DIRECTION: Render all of the data below as a numbered list, skipping blank lines. Omit the pictures from your output.

Extracted data
+--

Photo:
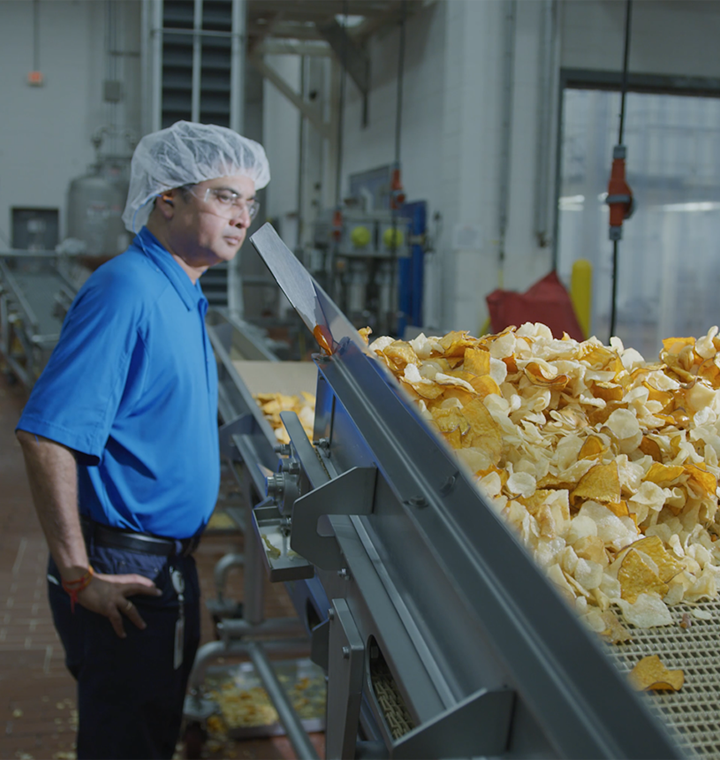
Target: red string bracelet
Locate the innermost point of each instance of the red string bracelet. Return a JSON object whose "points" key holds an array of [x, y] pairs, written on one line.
{"points": [[73, 588]]}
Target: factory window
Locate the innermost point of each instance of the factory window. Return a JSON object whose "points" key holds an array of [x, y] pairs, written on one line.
{"points": [[669, 257]]}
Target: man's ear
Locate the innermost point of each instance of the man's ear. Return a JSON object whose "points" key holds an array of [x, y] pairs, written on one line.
{"points": [[166, 203]]}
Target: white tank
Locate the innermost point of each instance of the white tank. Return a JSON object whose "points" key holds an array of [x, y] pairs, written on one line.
{"points": [[94, 208]]}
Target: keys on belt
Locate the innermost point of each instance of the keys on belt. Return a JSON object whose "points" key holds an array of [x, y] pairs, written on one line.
{"points": [[179, 585], [104, 535]]}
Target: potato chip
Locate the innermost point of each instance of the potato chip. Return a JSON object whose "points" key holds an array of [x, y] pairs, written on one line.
{"points": [[649, 674], [486, 432], [400, 354], [632, 445], [607, 391], [600, 483], [615, 630], [485, 385], [365, 334], [664, 475], [651, 448], [647, 567], [675, 345], [705, 480], [455, 343], [477, 361], [592, 448]]}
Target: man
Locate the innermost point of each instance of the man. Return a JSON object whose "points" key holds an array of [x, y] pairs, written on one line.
{"points": [[121, 443]]}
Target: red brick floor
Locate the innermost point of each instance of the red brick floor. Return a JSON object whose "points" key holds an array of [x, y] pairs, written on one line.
{"points": [[37, 695]]}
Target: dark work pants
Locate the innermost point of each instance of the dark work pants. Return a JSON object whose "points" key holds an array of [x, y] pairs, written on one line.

+--

RESPONSE TO THE TASK:
1. Photo:
2. Target: red string bracelet
3. Locate the innermost point of each instance of the red string bracelet. Return a JSON object whose "points" key holds an array of [x, y] pairs, written on one line.
4. {"points": [[73, 588]]}
5. Target: factory window
6. Locate the innermost point of each instance of the factory window. Return a JSON object whose "points" key holds an array of [x, y] pairs, written on one line.
7. {"points": [[669, 257]]}
8. Target: man's ear
9. Locate the innermost point of each instance of the man's ear. Return a JSON object whose "points" key holds an array of [x, y] pairs, written on one line.
10. {"points": [[166, 203]]}
11. Target: white tank
12. Locate the innermost point of each instance of the white tank. Return a JSON object whose "points" key holds an array of [x, y] pairs, written on one line.
13. {"points": [[94, 208]]}
14. Target: keys on belt
15. Locate the innermost point of each instance of the keys on belt. Return a JSON object whose "points" key holds an array of [x, y] pairs, written on one line.
16. {"points": [[179, 585], [104, 535]]}
17. Target: potato chip
18. Locate the innermost point of each instance of the potato chip. Return a JSON object whose "points" key holds an array of [x, y] pairs, written on one line.
19. {"points": [[649, 674], [486, 432], [400, 354], [632, 445], [607, 391], [600, 483], [615, 630], [485, 385], [365, 334], [664, 475], [651, 448], [647, 567], [675, 345], [705, 480], [455, 343], [477, 361], [592, 448]]}
20. Target: man
21. Locate the innermost point of each instance of the man. Return a JSON object whose "points" key holds an array of [x, y] pairs, written on one line.
22. {"points": [[121, 443]]}
23. Target: red brick floor
24. Locate the innermost point of each instance of the red brick floor. Return a JSON object whose "points" key holds an array of [x, y] pairs, written on one line.
25. {"points": [[37, 695]]}
26. Target: dark work pants
27. Locate the innermost point of each instance of the dark work pants. Return a JSON object whose "points" key holds an array of [x, y] pairs, written on one line.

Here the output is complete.